Problem details
Locate each line in the items below that contains the string "figure", and copy every such line in full.

Record extracts

================================

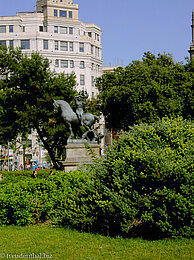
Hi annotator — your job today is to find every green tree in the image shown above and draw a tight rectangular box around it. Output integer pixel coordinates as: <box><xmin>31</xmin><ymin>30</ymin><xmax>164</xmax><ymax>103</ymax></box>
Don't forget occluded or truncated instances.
<box><xmin>0</xmin><ymin>47</ymin><xmax>76</xmax><ymax>167</ymax></box>
<box><xmin>96</xmin><ymin>52</ymin><xmax>194</xmax><ymax>130</ymax></box>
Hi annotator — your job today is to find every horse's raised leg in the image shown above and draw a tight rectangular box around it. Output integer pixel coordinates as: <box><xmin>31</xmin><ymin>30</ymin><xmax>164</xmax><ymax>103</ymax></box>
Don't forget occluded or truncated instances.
<box><xmin>67</xmin><ymin>122</ymin><xmax>74</xmax><ymax>139</ymax></box>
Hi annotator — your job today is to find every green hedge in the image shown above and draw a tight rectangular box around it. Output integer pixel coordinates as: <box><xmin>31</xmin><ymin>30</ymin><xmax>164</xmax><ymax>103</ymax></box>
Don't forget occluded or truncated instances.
<box><xmin>0</xmin><ymin>118</ymin><xmax>194</xmax><ymax>239</ymax></box>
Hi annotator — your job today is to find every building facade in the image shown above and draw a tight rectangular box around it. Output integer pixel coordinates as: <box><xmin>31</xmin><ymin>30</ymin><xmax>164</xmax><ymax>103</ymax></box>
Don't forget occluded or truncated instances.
<box><xmin>0</xmin><ymin>0</ymin><xmax>102</xmax><ymax>169</ymax></box>
<box><xmin>0</xmin><ymin>0</ymin><xmax>102</xmax><ymax>98</ymax></box>
<box><xmin>189</xmin><ymin>11</ymin><xmax>194</xmax><ymax>59</ymax></box>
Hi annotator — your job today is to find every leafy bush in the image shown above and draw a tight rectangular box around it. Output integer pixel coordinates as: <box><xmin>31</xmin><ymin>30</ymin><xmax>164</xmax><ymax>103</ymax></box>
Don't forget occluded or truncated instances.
<box><xmin>87</xmin><ymin>118</ymin><xmax>194</xmax><ymax>238</ymax></box>
<box><xmin>0</xmin><ymin>118</ymin><xmax>194</xmax><ymax>239</ymax></box>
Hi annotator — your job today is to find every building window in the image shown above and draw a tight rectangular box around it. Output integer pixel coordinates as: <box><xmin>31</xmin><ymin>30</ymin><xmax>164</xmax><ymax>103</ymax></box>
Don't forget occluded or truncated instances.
<box><xmin>0</xmin><ymin>25</ymin><xmax>6</xmax><ymax>33</ymax></box>
<box><xmin>80</xmin><ymin>75</ymin><xmax>85</xmax><ymax>86</ymax></box>
<box><xmin>55</xmin><ymin>60</ymin><xmax>59</xmax><ymax>68</ymax></box>
<box><xmin>69</xmin><ymin>27</ymin><xmax>73</xmax><ymax>34</ymax></box>
<box><xmin>59</xmin><ymin>10</ymin><xmax>67</xmax><ymax>17</ymax></box>
<box><xmin>60</xmin><ymin>41</ymin><xmax>68</xmax><ymax>51</ymax></box>
<box><xmin>21</xmin><ymin>40</ymin><xmax>30</xmax><ymax>50</ymax></box>
<box><xmin>70</xmin><ymin>60</ymin><xmax>74</xmax><ymax>68</ymax></box>
<box><xmin>60</xmin><ymin>27</ymin><xmax>67</xmax><ymax>34</ymax></box>
<box><xmin>69</xmin><ymin>42</ymin><xmax>73</xmax><ymax>51</ymax></box>
<box><xmin>55</xmin><ymin>41</ymin><xmax>59</xmax><ymax>51</ymax></box>
<box><xmin>9</xmin><ymin>40</ymin><xmax>13</xmax><ymax>48</ymax></box>
<box><xmin>54</xmin><ymin>26</ymin><xmax>58</xmax><ymax>33</ymax></box>
<box><xmin>0</xmin><ymin>41</ymin><xmax>6</xmax><ymax>46</ymax></box>
<box><xmin>79</xmin><ymin>42</ymin><xmax>84</xmax><ymax>52</ymax></box>
<box><xmin>9</xmin><ymin>25</ymin><xmax>13</xmax><ymax>32</ymax></box>
<box><xmin>43</xmin><ymin>40</ymin><xmax>48</xmax><ymax>50</ymax></box>
<box><xmin>61</xmin><ymin>60</ymin><xmax>68</xmax><ymax>68</ymax></box>
<box><xmin>39</xmin><ymin>26</ymin><xmax>44</xmax><ymax>32</ymax></box>
<box><xmin>54</xmin><ymin>9</ymin><xmax>58</xmax><ymax>16</ymax></box>
<box><xmin>79</xmin><ymin>61</ymin><xmax>85</xmax><ymax>69</ymax></box>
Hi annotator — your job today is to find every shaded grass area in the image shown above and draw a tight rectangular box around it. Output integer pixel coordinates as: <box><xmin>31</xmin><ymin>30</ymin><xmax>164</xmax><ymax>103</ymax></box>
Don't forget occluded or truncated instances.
<box><xmin>0</xmin><ymin>225</ymin><xmax>194</xmax><ymax>260</ymax></box>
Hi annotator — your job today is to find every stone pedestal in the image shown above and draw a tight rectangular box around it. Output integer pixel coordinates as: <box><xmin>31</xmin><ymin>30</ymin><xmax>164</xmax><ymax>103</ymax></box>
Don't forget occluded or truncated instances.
<box><xmin>61</xmin><ymin>140</ymin><xmax>100</xmax><ymax>172</ymax></box>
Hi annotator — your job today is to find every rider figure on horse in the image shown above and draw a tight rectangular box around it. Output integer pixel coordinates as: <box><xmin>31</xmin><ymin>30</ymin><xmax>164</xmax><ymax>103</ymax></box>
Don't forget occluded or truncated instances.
<box><xmin>75</xmin><ymin>91</ymin><xmax>87</xmax><ymax>125</ymax></box>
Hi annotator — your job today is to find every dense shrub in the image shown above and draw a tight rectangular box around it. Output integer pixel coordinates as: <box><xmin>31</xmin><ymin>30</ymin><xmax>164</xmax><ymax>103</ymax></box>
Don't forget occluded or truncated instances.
<box><xmin>0</xmin><ymin>118</ymin><xmax>194</xmax><ymax>239</ymax></box>
<box><xmin>87</xmin><ymin>118</ymin><xmax>194</xmax><ymax>238</ymax></box>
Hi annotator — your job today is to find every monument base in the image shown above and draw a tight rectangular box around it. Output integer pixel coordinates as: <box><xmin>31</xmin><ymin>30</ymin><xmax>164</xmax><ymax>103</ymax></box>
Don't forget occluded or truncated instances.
<box><xmin>61</xmin><ymin>140</ymin><xmax>100</xmax><ymax>172</ymax></box>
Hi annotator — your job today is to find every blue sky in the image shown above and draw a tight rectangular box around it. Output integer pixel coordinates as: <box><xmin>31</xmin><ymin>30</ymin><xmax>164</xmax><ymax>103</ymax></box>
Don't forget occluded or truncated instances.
<box><xmin>0</xmin><ymin>0</ymin><xmax>194</xmax><ymax>66</ymax></box>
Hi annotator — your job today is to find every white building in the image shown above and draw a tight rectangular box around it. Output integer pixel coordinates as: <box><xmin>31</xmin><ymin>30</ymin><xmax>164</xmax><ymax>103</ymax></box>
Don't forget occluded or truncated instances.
<box><xmin>0</xmin><ymin>0</ymin><xmax>102</xmax><ymax>97</ymax></box>
<box><xmin>0</xmin><ymin>0</ymin><xmax>102</xmax><ymax>171</ymax></box>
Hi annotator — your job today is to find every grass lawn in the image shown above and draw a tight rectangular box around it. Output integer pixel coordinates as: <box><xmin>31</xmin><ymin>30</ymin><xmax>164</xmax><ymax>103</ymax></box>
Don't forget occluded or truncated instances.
<box><xmin>0</xmin><ymin>225</ymin><xmax>194</xmax><ymax>260</ymax></box>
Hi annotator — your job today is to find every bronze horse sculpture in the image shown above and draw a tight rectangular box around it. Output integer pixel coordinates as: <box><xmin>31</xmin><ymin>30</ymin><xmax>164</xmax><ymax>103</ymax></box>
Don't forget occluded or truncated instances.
<box><xmin>53</xmin><ymin>100</ymin><xmax>99</xmax><ymax>141</ymax></box>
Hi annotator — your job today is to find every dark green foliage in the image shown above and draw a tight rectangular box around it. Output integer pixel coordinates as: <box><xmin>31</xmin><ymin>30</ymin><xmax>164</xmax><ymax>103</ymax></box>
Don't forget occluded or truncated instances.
<box><xmin>96</xmin><ymin>52</ymin><xmax>194</xmax><ymax>130</ymax></box>
<box><xmin>88</xmin><ymin>118</ymin><xmax>194</xmax><ymax>238</ymax></box>
<box><xmin>0</xmin><ymin>118</ymin><xmax>194</xmax><ymax>239</ymax></box>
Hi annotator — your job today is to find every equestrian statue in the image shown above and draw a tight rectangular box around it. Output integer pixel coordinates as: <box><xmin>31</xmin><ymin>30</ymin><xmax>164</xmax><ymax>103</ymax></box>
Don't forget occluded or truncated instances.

================================

Exercise answer
Hi annotator — your job today is to find every rider figure on horse in the image shown above and draw a tight rectangular box around it. Output integer pixel coordinates as: <box><xmin>31</xmin><ymin>30</ymin><xmax>164</xmax><ymax>103</ymax></box>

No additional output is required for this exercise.